* _SUPPLIED TEXT_
Crime in Transnistria covers criminality-related incidents in the breakaway Republic of Transnistria, still nominally part of Moldova. The police organisations of Transnistria are tasked with fighting crime in the republic.

==EUBAM border controls and smuggling issues==

Transnistria has a reputation of being a haven for smuggling. In 2002, the European Parliament's delegation to Moldova named Transnistria "a black hole in which illegal trade in arms, the trafficking in human beings and the laundering of criminal finance was carried on". In 2005, The Wall Street Journal called Transnistria "a major haven for smuggling weapons and women". However, in more recent statements, OSCE and European Union diplomats cited by Radio Free Europe called the smuggling claims "likely exaggerated".

Since 30 November 2005 the European Union has had a Border Assistance Mission (EUBAM) on Transnistria's borders with the United Nations Development Programme as implementing partner. In its official statements, the EU mission repeatedly confirmed an absence of any signs of weapons smuggling from Transnistria.

* _STATED PROBLEM 1_
In the excerpt on crime in Transnistria, since what date has the European Union had a Border Assistance Mission on Transnistria's borders?
* _STATED PROBLEM 2_
Gather every line of the rows below that contains the string "house". Case counts.
The rows that follow have no connection to the excerpt on crime in Transnistria.

* _SOURCE RECORDS_
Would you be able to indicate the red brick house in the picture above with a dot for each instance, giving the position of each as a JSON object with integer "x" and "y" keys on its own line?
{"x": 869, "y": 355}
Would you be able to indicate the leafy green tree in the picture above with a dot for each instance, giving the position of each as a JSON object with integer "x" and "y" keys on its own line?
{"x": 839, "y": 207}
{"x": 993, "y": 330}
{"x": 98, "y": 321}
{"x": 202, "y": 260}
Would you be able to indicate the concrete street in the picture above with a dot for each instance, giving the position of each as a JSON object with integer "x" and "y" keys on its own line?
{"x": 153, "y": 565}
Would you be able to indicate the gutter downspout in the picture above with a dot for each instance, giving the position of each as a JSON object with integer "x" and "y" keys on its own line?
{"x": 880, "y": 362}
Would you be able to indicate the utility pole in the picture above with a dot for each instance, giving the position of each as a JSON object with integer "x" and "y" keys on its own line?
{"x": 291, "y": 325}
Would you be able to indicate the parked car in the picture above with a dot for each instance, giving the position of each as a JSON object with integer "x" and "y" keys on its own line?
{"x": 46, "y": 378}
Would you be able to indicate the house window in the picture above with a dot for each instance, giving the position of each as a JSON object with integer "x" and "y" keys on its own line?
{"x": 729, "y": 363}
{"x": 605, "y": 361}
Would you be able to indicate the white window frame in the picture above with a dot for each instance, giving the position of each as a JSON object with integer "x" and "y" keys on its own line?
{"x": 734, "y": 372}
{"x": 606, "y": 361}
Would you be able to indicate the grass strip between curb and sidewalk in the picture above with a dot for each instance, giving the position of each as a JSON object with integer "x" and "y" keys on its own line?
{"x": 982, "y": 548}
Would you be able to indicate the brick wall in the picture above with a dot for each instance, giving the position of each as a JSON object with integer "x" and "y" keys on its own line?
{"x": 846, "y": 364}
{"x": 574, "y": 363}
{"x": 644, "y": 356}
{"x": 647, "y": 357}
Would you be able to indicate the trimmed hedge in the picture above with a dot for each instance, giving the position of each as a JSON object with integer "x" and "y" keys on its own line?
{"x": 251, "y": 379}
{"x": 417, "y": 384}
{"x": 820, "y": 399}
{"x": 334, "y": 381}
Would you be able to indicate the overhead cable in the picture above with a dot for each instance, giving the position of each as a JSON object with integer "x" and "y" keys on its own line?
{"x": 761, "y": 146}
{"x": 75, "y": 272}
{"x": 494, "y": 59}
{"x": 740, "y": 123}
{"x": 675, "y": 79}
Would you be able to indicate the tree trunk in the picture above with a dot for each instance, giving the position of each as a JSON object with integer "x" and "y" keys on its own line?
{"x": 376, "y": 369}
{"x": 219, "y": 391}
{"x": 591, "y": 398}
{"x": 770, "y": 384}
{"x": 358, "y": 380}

* _EXERCISE SOLUTION 1_
Since 30 November 2005.

* _EXERCISE SOLUTION 2_
Would you be able to indicate the red brick house in the picture above with a dot for each instance, giving the position of each as a JSON object with integer "x" and "y" keys on its own line?
Would you be able to indicate the house window in the picture above with a dot for each instance, giving the position of each as a JSON object with integer "x" and "y" keys on its own line?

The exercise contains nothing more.